**Source text**

****

My parents looked at each other and said, "Oh sh#$%." I taught them a lesson rather than them teaching me a lesson.

High Socks started to go sour not long after I started riding him. It wasn't long before they couldn't trust him with beginners. But I loved him, got along great with him, and they were glad to have a child who could manage him.


----------



## CopperLove (Feb 14, 2019)

I think "never compare yourself against other riders" is another bit of good advice... I feel "behind" and like I am an inconvenience to the horses and horse people I work with... but I think that is just a personalty trait I have. I have to remind myself that everyone starts somewhere, and plenty of people start as adults like I have.

****

[Point placement records]
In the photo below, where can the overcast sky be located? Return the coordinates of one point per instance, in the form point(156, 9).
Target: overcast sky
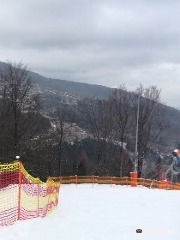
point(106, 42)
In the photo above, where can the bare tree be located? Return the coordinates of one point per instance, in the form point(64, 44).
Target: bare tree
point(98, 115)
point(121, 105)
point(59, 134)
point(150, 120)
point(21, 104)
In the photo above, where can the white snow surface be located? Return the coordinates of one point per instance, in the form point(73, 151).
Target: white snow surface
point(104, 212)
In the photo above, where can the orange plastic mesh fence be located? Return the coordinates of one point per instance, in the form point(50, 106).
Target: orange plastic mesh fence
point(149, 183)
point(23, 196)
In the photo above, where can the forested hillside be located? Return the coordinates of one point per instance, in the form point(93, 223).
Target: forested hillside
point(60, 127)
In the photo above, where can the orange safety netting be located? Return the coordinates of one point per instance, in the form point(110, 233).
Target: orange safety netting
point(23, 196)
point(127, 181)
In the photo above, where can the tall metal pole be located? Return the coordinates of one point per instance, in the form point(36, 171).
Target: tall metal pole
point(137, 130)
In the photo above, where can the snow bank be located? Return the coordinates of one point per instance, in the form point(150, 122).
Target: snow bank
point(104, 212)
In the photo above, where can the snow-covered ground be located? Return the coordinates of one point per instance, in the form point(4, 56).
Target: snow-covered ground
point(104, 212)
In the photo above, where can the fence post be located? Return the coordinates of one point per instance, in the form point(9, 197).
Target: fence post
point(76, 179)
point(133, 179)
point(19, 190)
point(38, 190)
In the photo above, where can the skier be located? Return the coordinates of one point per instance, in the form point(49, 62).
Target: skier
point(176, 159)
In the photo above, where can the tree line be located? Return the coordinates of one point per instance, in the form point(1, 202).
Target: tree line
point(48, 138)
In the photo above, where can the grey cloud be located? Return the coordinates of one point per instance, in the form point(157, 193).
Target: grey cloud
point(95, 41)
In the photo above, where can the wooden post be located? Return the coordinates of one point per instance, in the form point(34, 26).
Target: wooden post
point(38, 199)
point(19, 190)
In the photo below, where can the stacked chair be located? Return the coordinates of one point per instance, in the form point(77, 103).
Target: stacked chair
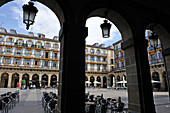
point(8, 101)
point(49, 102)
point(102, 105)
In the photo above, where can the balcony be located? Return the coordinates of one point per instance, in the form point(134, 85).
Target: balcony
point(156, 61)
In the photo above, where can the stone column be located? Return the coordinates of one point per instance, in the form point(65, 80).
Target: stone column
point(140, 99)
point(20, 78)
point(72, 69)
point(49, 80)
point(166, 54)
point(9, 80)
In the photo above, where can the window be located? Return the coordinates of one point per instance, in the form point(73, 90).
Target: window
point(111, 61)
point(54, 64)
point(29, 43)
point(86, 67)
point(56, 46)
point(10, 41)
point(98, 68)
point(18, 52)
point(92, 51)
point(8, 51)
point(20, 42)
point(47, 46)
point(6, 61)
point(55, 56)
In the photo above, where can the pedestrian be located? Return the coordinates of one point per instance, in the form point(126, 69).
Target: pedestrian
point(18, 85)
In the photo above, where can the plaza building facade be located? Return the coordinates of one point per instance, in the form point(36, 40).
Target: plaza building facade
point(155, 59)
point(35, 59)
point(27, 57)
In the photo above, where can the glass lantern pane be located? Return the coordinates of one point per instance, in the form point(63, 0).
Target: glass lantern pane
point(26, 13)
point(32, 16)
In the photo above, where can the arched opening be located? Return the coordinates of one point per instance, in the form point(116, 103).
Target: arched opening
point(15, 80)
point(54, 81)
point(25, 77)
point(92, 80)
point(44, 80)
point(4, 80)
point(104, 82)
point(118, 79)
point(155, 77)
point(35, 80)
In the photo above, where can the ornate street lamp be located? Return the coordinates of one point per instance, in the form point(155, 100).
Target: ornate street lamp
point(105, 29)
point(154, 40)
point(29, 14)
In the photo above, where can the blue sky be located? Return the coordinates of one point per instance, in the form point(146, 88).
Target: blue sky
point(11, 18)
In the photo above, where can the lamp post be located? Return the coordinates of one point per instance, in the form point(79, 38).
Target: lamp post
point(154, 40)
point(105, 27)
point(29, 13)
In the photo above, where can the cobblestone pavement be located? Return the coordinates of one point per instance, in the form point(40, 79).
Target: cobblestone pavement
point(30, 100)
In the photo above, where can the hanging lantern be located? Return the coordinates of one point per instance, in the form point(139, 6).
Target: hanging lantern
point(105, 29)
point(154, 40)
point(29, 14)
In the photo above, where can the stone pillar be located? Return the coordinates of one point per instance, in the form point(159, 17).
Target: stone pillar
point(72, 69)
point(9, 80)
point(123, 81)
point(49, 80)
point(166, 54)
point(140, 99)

****

**Exercise details**
Pick up the forum thread about learning to ride horses after its final sentence and continue it.

**Exercise output**
Update on the Ranch: The reason I'd never heard of it before is because they are quite new in the area. They are still making business plans for themselves. I think they told me yesterday they've done a couple of guided trail rides but haven't started many personal lessons yet as the weather is just starting to clear up enough to start. They have plans to build an arena, offer better campsites, etc. They both seemed very nice and were very encouraging. I rode a mustang named Hoss. They seemed genuinely excited to have me as one of their first regular lesson riders and it seems like they have big plans for their property. I am excited to see how they grow. They seem like they will be really nice folks to work with.

They also had two small boys, 4 and 5 I believe, who were thrilled to have someone new on the property to show the horses to... and the new puppies, and the cows, and their new cowboy boots, and the mulch pile, and the veggie starters and... I think I lost track at some point :lol:


----------



## Willrider (Oct 25, 2018)

My first real riding lesson was when I was five, my mom loaded my sister and I up in the car and told us that her friend had just bought a palomino pony who didn’t have a name. We eventually decided to call her Rapunzel, since her mane was long and tangled. It was pretty uneventful, except that a few months later we ended up buying the girl and now she lives with us and is my sister’s show hunter.


----------



## SueC (Feb 22, 2014)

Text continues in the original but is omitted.